What is required: Each entry needs to be given again, character for character.

Referring expression pointing data
◇ ◇ ◇ ◇

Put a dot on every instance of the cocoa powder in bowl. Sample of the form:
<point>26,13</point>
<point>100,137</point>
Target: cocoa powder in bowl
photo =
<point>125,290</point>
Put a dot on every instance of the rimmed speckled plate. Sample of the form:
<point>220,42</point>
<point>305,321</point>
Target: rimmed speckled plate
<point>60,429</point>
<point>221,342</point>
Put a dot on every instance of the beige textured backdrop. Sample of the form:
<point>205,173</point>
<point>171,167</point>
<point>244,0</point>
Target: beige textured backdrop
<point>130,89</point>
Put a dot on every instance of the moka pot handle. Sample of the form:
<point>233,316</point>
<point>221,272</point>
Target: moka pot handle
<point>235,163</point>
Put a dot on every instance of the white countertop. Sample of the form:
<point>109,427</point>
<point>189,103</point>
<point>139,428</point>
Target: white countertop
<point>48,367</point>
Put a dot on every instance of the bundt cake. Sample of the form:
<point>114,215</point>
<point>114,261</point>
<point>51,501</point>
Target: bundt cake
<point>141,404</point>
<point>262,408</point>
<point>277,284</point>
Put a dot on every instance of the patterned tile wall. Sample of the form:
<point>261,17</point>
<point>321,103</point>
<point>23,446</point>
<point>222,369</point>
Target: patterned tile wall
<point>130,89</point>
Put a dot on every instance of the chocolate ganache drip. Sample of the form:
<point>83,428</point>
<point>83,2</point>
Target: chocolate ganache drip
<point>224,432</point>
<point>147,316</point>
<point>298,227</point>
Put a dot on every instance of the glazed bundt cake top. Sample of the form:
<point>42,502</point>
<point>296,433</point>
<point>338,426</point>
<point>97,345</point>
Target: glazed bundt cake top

◇ ◇ ◇ ◇

Finished task:
Put a dot on every instance of the cocoa powder in bowl. Sample of the form:
<point>26,13</point>
<point>100,137</point>
Target: cocoa powder in bowl
photo =
<point>125,290</point>
Put a dot on every instance of the rimmed speckled plate. Sample of the form:
<point>220,42</point>
<point>305,321</point>
Target: rimmed speckled plate
<point>60,429</point>
<point>221,342</point>
Put a dot on every instance of the beige textured backdrop. Sample of the form:
<point>205,173</point>
<point>171,167</point>
<point>244,0</point>
Target: beige textured backdrop
<point>130,89</point>
Put a dot on every instance of the moka pot handle. Sample of the form:
<point>233,316</point>
<point>221,272</point>
Target: moka pot handle
<point>235,163</point>
Put a dot on every instance of the white countertop. Sample of the form:
<point>109,427</point>
<point>189,103</point>
<point>139,428</point>
Target: white countertop
<point>48,367</point>
Put a dot on every instance of the bundt cake. Sample of the form:
<point>114,215</point>
<point>114,261</point>
<point>51,501</point>
Target: bundt cake
<point>141,404</point>
<point>262,408</point>
<point>277,284</point>
Put a dot on every instance of the patterned tile wall. Sample of the form:
<point>261,17</point>
<point>321,103</point>
<point>23,446</point>
<point>222,369</point>
Target: patterned tile wall
<point>130,89</point>
Put a dot on every instance of the chocolate ganache drip. Sample of the form:
<point>83,428</point>
<point>83,2</point>
Target: chocolate ganache drip
<point>224,432</point>
<point>147,316</point>
<point>298,227</point>
Put a dot on every instance of the glazed bundt cake top. Sample of the form:
<point>42,502</point>
<point>296,433</point>
<point>338,426</point>
<point>97,345</point>
Target: glazed bundt cake top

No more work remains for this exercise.